[DOCUMENT PASSAGE]:

------------------------------------------------------------------------

Bangkok has a lot of Buddhist temples but other religions are represented as well. Read on for details of Chinese, Hindu, Brahmin, and Christian religious sites as well some Buddhist non-temple shrines.
Wat Mongkon Kamalawat is the largest and most important Chinese temple in Bangkok. It was built in 1871. The original Chinese name was Wat Leng Noei Yi until King Rama V changed it to Wat Mongkon Kamalawat. This means Dragon Lotus Temple in English.
The Tiger God Shrine also known as San Chao Pho Suea is a Taoist shrine and was built in 1934. The architectural style is Southern Chinese. According, to legend, the shrine is dedicated to the spirit of a tiger. The Tiger lived in the jungle surrounding this area and the statue is where his bones and spirit are kept.
The Kuan Yin shrine is located at the Thian Fa Foundation on Yaowarat Road in Bangkok’s Chinatown. It is one of the most popular shrines in the area being particularly busy on Chinese holidays. Locals come to make offerings and pray for blessings such as fertility, success, health, and happiness. Kuan or Guan Yin is the Chinese goddess of mercy and the Kuan Yin image here is 900 years old. Its carved from teak in a Tang dynasty art style.

------------------------------------------------------------------------

[Collection entries]:

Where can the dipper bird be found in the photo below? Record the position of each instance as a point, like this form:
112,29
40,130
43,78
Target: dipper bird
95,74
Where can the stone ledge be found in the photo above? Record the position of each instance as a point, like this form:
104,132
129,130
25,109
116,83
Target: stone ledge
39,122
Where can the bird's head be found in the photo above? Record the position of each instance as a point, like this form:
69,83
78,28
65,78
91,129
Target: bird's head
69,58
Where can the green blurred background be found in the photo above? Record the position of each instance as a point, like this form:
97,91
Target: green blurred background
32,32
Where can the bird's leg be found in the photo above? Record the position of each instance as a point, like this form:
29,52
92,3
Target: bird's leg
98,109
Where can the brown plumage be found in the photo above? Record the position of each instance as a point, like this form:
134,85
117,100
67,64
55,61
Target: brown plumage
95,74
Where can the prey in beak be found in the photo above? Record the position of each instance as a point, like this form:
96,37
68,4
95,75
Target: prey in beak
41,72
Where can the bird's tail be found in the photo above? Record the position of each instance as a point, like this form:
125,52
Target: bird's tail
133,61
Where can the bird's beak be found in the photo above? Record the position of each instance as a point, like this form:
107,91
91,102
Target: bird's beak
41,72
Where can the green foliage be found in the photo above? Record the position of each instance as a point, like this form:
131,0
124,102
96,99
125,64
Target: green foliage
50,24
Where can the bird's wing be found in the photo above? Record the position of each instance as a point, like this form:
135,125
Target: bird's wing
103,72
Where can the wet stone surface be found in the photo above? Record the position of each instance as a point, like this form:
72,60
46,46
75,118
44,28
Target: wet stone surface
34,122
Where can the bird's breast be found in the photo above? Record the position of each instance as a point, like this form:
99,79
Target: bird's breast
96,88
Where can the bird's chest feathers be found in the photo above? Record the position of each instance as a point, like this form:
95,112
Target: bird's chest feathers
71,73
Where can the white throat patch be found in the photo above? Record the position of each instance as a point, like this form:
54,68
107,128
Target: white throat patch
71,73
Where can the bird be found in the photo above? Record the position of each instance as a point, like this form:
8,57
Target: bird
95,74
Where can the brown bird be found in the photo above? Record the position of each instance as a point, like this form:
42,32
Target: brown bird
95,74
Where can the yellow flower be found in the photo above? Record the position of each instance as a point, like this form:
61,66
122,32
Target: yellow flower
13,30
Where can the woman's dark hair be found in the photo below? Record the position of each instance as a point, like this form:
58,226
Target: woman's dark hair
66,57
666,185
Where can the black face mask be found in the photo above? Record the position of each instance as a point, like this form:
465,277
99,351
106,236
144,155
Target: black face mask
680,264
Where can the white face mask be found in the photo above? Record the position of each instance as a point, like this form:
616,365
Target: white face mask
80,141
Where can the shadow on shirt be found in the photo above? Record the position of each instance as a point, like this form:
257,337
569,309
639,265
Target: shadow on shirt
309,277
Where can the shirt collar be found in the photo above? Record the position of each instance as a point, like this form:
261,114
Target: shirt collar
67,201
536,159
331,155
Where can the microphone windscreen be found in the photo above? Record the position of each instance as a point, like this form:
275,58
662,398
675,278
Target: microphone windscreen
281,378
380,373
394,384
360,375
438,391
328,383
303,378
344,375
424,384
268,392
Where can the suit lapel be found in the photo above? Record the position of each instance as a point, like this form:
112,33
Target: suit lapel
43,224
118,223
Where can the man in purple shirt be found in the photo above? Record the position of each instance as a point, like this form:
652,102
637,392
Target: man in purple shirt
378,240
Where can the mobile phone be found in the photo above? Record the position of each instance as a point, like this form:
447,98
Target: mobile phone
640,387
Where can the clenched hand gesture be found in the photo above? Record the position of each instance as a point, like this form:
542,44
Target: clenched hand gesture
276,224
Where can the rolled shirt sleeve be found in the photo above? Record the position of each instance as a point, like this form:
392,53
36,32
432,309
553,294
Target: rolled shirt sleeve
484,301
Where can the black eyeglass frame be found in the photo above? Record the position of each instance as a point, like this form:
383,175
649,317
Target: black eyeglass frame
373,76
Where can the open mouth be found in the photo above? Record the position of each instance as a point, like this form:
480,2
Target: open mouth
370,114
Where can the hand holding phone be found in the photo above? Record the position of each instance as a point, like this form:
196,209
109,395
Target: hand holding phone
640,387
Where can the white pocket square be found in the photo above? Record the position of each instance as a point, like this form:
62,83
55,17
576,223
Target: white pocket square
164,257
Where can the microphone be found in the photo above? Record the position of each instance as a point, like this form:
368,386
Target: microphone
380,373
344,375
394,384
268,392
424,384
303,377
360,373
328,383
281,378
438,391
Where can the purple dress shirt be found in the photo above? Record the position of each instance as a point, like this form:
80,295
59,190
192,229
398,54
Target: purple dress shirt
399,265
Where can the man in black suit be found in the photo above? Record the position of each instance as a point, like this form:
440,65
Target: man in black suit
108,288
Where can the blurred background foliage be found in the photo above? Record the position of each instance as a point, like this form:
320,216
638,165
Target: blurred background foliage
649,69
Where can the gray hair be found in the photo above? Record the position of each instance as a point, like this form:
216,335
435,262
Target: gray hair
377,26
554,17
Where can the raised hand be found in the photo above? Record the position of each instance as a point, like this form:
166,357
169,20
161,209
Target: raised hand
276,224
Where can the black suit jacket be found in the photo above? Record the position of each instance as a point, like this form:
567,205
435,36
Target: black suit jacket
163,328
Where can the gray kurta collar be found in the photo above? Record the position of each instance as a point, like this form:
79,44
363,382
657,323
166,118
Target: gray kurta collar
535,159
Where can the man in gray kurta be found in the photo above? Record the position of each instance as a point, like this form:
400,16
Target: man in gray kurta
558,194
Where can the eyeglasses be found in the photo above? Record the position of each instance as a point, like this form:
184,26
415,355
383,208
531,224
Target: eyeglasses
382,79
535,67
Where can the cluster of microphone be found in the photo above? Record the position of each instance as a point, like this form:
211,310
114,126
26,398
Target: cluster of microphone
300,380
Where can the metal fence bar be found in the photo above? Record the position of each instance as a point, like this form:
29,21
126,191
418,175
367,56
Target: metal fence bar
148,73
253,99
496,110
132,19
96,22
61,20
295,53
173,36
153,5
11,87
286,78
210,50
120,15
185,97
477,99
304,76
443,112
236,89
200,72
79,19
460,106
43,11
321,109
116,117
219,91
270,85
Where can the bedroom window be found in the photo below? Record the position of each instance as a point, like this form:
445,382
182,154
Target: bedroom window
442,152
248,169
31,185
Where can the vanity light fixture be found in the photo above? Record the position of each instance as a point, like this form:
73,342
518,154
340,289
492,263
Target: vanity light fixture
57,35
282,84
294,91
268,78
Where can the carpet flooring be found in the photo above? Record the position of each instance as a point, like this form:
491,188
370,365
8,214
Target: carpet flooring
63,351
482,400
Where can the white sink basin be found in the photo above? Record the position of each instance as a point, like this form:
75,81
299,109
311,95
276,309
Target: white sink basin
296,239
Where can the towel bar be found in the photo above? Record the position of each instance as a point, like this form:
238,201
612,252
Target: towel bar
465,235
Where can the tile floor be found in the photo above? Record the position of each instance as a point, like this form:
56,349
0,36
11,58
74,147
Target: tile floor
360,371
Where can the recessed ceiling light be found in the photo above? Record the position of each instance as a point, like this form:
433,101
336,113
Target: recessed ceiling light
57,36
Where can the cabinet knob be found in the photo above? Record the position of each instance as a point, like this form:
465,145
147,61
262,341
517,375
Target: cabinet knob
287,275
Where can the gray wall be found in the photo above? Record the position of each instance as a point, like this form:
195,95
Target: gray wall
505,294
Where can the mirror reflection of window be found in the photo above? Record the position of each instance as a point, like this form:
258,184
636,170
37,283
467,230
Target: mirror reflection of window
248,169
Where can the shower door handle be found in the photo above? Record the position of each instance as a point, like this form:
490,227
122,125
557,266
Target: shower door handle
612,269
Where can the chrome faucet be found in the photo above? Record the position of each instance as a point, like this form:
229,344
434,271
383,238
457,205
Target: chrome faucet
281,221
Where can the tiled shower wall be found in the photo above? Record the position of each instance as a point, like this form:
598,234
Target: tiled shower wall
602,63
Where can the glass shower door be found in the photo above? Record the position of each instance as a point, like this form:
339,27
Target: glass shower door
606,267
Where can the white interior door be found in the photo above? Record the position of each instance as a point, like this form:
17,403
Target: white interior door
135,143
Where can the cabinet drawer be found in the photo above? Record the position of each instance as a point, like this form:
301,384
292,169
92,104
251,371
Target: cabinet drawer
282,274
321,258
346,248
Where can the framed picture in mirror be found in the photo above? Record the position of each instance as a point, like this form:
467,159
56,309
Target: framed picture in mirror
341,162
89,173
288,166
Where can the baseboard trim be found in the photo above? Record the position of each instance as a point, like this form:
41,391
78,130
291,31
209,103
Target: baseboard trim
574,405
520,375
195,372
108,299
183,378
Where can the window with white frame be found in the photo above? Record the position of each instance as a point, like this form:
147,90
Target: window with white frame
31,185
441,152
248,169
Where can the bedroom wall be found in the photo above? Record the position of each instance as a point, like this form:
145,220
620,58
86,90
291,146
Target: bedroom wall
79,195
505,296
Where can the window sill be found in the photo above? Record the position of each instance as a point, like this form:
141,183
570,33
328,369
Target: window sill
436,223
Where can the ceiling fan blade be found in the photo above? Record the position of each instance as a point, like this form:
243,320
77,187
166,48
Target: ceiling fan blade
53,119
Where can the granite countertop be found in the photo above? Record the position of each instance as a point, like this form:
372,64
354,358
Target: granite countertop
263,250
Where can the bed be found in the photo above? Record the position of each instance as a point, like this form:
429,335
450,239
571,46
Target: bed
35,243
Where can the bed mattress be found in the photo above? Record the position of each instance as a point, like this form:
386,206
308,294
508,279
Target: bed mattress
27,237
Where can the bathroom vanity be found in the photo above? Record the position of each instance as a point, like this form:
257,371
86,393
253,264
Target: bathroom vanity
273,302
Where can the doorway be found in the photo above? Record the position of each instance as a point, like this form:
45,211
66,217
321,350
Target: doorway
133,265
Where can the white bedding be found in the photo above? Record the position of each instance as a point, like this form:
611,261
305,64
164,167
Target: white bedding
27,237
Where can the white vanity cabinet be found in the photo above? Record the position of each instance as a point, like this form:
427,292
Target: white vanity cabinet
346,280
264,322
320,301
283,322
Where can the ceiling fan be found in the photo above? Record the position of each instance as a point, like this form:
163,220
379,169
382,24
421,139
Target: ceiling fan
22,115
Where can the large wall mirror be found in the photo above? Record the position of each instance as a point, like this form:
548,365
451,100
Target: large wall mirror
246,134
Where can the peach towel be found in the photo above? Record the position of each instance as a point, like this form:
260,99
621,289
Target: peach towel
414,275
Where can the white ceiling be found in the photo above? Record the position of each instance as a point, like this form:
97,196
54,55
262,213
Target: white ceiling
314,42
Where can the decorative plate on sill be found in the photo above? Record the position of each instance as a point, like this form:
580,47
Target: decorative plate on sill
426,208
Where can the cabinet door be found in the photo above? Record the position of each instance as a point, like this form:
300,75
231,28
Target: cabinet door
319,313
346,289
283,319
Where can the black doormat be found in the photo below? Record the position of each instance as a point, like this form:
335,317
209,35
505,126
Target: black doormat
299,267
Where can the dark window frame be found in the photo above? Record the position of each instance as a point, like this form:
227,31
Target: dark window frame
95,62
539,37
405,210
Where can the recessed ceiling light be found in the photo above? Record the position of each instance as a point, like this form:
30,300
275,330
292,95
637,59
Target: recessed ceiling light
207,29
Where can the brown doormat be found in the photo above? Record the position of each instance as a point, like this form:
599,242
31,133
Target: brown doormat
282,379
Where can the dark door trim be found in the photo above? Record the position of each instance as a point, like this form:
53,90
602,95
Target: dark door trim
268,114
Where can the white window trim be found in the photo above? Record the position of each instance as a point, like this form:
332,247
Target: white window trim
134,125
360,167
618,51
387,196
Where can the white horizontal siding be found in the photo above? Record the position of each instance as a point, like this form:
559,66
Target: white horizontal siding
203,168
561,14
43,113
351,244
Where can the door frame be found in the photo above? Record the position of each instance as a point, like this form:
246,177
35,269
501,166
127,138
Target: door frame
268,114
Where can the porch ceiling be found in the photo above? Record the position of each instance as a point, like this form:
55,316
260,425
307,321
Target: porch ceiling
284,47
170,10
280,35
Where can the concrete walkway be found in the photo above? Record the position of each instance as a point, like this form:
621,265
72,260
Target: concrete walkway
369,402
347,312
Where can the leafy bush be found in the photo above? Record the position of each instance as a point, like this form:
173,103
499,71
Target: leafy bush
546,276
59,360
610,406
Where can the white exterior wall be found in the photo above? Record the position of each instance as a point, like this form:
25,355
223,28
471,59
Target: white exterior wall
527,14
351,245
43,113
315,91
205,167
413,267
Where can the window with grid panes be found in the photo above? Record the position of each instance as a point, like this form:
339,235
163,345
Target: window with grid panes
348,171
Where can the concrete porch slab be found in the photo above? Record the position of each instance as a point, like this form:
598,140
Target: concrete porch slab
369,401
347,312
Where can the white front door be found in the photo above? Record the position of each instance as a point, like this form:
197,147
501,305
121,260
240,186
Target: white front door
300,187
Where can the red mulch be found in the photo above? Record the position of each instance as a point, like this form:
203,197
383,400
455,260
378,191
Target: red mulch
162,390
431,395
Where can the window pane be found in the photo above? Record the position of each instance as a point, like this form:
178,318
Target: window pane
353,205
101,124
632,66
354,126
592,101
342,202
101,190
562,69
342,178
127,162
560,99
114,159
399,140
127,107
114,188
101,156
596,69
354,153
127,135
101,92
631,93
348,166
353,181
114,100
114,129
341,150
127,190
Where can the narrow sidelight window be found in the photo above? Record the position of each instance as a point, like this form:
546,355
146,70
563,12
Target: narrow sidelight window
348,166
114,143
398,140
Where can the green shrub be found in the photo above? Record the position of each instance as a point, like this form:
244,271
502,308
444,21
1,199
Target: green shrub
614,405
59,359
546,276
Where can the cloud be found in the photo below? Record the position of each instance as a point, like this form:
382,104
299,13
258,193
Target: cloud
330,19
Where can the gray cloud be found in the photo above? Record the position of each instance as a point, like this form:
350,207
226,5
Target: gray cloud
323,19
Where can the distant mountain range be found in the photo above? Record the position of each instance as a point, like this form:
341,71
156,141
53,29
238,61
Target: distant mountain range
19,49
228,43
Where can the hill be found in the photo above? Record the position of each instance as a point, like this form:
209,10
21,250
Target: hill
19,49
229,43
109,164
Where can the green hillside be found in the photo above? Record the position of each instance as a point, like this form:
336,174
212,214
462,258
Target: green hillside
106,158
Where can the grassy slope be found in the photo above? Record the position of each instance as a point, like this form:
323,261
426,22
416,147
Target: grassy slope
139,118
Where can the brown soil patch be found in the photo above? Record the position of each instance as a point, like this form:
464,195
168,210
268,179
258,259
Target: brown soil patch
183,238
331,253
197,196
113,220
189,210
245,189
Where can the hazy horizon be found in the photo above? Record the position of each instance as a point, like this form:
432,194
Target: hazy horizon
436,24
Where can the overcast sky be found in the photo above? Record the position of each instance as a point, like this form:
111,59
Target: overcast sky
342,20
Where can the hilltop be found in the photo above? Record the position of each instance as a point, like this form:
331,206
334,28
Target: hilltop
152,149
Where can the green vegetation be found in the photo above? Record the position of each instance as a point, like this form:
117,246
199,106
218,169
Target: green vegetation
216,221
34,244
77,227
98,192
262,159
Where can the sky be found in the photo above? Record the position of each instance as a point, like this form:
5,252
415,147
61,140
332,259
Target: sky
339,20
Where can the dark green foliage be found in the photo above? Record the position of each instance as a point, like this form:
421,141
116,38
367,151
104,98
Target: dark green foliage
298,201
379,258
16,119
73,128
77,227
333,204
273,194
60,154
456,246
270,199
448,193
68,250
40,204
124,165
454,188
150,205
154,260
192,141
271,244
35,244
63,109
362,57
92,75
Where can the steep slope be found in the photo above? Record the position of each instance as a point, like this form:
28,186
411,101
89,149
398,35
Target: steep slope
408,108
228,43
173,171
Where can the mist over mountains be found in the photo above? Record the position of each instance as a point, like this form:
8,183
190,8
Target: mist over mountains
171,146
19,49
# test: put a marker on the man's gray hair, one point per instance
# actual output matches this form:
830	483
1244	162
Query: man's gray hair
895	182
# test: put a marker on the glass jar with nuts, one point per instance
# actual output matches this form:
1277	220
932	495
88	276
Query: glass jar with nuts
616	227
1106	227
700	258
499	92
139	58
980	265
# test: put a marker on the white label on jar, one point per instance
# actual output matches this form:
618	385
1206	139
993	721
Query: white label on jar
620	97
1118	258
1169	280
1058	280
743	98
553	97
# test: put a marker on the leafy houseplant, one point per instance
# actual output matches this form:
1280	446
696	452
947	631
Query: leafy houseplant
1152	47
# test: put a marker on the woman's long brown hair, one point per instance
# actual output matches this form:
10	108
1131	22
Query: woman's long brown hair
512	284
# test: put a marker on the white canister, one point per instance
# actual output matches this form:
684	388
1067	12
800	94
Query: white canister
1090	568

------------------------------------------------------------------------

[PARTS OF THE EXERCISE]:
1. Extract the passage on Bangkok's religious sites from "Wat Mongkon Kamalawat is" up to and including "spirit are kept.".
2. According to the passage on Bangkok's religious sites, what material was the Kuan Yin image at the Thian Fa Foundation carved from?
The collection entries play no part in what comes next.

[RESPONSES BY TASK]:
1.
Wat Mongkon Kamalawat is the largest and most important Chinese temple in Bangkok. It was built in 1871. The original Chinese name was Wat Leng Noei Yi until King Rama V changed it to Wat Mongkon Kamalawat. This means Dragon Lotus Temple in English.
The Tiger God Shrine also known as San Chao Pho Suea is a Taoist shrine and was built in 1934. The architectural style is Southern Chinese. According, to legend, the shrine is dedicated to the spirit of a tiger. The Tiger lived in the jungle surrounding this area and the statue is where his bones and spirit are kept.

2. Teak.